Identify, in the records below, every line where the string "detection" appears, and copy each such line.

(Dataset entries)

____

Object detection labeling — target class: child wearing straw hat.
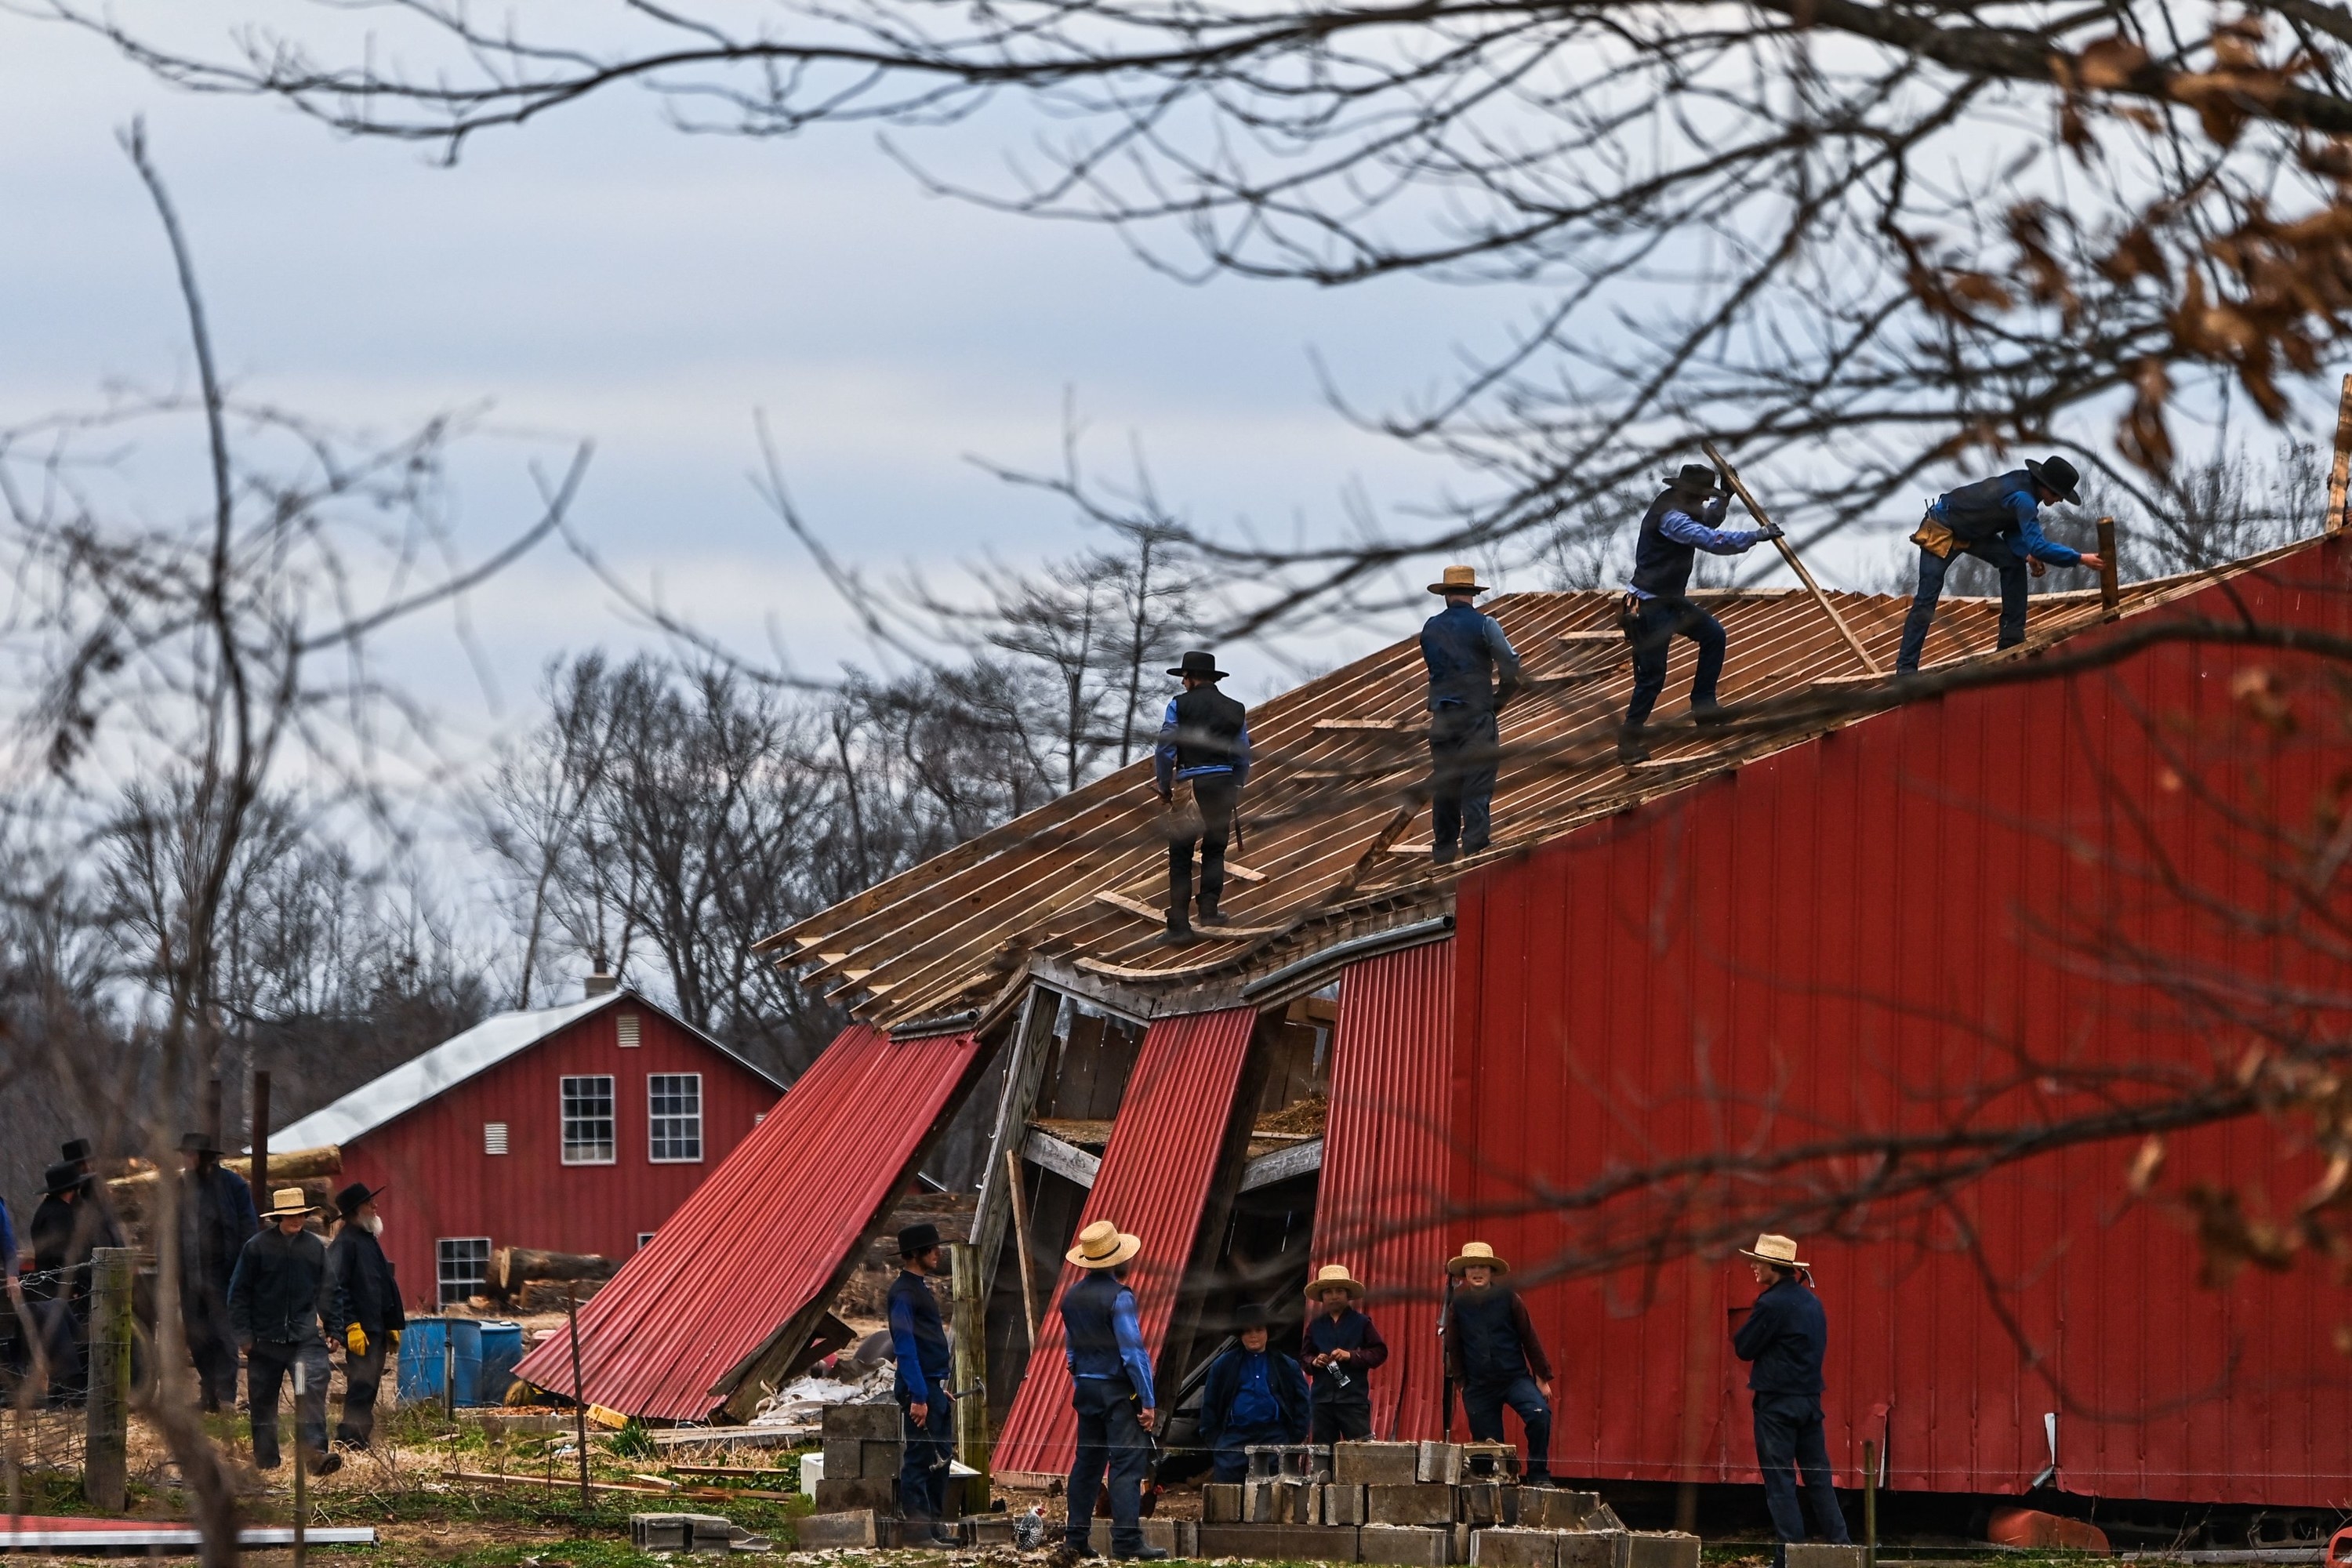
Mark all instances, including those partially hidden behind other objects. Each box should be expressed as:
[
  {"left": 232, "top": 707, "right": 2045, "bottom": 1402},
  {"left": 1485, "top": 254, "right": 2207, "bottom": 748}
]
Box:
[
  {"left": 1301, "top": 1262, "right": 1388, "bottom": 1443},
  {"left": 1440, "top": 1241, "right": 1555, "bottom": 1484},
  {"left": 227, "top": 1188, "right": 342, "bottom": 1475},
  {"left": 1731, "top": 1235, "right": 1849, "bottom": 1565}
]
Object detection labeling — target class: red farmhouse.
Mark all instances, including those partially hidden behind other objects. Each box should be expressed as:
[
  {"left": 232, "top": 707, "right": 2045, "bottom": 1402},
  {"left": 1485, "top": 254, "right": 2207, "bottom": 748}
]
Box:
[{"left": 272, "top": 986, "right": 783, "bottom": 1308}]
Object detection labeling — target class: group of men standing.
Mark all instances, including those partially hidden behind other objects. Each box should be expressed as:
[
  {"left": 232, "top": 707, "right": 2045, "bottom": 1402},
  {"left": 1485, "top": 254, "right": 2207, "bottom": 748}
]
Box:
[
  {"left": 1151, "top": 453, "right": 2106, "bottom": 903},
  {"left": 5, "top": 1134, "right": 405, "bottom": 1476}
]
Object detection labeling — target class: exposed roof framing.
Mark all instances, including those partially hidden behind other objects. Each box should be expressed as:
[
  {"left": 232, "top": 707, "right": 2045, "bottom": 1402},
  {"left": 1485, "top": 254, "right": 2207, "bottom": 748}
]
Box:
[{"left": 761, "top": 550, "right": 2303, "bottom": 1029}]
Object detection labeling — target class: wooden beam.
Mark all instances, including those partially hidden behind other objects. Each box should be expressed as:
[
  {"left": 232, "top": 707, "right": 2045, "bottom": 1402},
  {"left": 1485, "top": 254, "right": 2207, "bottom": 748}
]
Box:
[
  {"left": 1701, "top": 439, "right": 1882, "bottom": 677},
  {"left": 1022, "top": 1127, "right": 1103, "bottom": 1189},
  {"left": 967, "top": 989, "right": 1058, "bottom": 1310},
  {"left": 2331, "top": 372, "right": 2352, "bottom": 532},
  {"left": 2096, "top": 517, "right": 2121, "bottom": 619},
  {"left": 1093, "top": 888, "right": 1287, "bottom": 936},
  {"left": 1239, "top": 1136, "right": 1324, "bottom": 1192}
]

____

PROBLEM SOLUTION:
Object detection labeling — target class: child wearing straw hat.
Object detection labeling — target class: red farmhouse.
Object detection labeling — target class: group of men standing.
Object detection labeling — target class: exposed roof framing.
Object detection labeling — target class: wooden beam.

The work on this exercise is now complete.